## PASSAGE SHOWN
========================
Nets to catch pollution

Resident's call for action: Robert Storey is sick of seeing polluted rivers and creeks. He's called for Liverpool Council to clean out lantana weeds, to carry out regular water testing and to provide reports. Picture: Chris Lane
Resident's call for action: Robert Storey is sick of seeing polluted rivers and creeks. He's called for Liverpool Council to clean out lantana weeds, to carry out regular water testing and to provide reports. Picture: Chris Lane

Last August Councillor Peter Harle spoke publicly to Liverpool Council about the urgency of cleaning up Liverpool’s rivers with a solution inspired by a “simple and cost effective system” which was adopted by the city of Kwinana in Western Australia.

He said they used drainage nets to reduce stormwater debris from entering river systems which had collected more than 370 kilograms of debris. He explained how they worked. “The nets are placed on the outlet of two drainage pipes, which are located between residential areas and natural areas. This allows the nets to capture the gross pollutants carried by stormwater from the local road network.

“It cost them under $20,000 which included the cost of design, manufacture, installation and associated civil works. It also saved them the cost of staff required to collect the rubbish by hand which was scattered across the reserve.”

A visual depiction of the item: Gross pollutant trap at Lime Kilne Bay Wetland, Oatley. Picture: Fairfax Media

A visual depiction of the item: Gross pollutant trap at Lime Kilne Bay Wetland, Oatley. Picture: Fairfax Media

The motion was carried and included investigation into installing similar nets and to seek grant funding from State and Federal Governments. 

Liverpool Council acting chief executive Chris White said there’d been progress.

“The council has already installed 181 Gross Pollutant Traps (GPTs) across the local government area and is also selecting locations for the installation of net-type gross pollutant traps at stormwater pipe outlets,” he said. “We’ve secured funding from State and Federal Governments for more pollutant traps.”
========================
## GIVEN RECORDS
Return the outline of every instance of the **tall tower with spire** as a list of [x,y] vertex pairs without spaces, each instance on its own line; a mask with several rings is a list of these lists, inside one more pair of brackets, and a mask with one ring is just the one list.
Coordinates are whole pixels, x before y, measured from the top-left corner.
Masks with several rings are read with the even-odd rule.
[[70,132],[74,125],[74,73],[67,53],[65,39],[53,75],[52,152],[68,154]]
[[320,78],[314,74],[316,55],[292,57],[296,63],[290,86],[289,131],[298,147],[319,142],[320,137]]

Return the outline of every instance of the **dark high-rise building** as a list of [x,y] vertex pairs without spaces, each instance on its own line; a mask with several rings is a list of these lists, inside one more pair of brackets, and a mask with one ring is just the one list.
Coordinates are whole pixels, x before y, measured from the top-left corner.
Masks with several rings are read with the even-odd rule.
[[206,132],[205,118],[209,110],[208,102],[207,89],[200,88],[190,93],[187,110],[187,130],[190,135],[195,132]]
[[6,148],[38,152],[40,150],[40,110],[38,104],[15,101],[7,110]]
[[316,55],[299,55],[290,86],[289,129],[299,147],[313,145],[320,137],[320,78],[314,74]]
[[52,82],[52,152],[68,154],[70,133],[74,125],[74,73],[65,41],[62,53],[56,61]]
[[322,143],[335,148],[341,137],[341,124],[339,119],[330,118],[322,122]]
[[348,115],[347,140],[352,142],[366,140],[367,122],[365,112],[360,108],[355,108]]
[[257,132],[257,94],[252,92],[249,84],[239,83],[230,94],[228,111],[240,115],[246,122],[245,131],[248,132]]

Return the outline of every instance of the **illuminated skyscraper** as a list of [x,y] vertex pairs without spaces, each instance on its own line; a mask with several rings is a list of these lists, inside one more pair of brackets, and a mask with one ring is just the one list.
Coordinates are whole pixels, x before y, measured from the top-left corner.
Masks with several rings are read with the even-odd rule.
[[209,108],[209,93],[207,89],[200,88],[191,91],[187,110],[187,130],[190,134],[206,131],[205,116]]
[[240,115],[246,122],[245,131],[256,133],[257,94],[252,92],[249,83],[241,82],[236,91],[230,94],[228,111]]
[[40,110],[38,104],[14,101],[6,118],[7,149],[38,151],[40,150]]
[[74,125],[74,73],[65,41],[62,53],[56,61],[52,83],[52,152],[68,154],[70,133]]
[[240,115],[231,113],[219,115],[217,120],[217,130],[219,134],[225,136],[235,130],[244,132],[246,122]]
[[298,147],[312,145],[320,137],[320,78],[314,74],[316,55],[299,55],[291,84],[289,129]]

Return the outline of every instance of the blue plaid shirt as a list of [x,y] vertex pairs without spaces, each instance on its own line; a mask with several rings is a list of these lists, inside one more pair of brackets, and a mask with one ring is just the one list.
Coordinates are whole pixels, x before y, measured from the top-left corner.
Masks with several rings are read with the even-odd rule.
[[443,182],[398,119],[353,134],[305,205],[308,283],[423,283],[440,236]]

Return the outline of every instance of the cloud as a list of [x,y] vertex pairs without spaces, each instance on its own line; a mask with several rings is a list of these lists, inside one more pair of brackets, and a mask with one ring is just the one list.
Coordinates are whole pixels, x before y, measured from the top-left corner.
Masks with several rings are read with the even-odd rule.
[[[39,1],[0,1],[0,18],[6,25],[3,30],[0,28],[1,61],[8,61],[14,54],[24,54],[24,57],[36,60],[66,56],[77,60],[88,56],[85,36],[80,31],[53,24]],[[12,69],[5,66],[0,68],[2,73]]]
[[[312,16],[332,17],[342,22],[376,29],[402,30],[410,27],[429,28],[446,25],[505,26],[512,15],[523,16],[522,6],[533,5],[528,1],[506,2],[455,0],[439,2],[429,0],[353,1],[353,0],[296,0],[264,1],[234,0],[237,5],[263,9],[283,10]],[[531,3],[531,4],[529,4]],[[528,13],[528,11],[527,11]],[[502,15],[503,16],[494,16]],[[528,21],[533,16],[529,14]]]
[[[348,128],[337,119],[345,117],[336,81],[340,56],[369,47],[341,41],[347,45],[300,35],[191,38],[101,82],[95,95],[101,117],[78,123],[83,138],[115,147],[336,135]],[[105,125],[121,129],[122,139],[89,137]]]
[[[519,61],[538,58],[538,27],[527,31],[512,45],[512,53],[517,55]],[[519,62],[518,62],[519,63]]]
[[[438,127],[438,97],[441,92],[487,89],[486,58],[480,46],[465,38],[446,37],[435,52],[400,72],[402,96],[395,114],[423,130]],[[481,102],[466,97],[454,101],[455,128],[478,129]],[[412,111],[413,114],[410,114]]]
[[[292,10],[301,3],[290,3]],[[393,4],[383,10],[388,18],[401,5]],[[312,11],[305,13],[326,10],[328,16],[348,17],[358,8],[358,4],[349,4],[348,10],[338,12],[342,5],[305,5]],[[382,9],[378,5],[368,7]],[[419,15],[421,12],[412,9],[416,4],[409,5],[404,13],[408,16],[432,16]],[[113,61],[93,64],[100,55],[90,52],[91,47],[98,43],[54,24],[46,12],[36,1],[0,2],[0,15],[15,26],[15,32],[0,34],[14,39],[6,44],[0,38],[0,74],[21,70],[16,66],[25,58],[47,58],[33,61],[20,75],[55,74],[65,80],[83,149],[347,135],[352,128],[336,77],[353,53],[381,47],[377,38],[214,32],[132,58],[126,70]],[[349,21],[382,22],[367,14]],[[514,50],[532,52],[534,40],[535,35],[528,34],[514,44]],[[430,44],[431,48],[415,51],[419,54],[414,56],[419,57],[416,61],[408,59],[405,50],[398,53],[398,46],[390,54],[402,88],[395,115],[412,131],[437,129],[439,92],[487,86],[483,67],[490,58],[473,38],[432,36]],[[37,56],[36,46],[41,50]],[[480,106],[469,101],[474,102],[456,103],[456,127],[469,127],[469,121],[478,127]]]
========================
## THE PROBLEM
Extend the article on cleaning up Liverpool's rivers with a few more sentences, starting after its final quoted remark. The lines after the article on Liverpool's rivers aren't needed for this.

## EXPECTED ANSWER
Mr White said the council has other strategies.

“Council is implementing creek bank erosion protection and bush regeneration works along the river banks. Water quality management in new residential developments is regulated through the Development Control Plan, which requires developers to provide an integrated system of water quality improvement devices.”

Wattle Grove resident Robert Storey voiced his opinion about river pollution after volunteering his time to cleaning up rivers and creeks in areas like Chauvel Park and Thomas Moore Park as a member of Liverpool Action Group. 

Georges river pollution. Picture: Fairfax Media

Georges river pollution. Picture: Fairfax Media

“With all the new high-rises being built on the Georges River we must act now and put in place strategies if we’re going to call our self a river city. We don’t want to be the city of pollution and weeds,” Mr Storey said.

He said the council should consider a stormwater pipe at Lake Moore as a location for the new net-type gross pollution traps.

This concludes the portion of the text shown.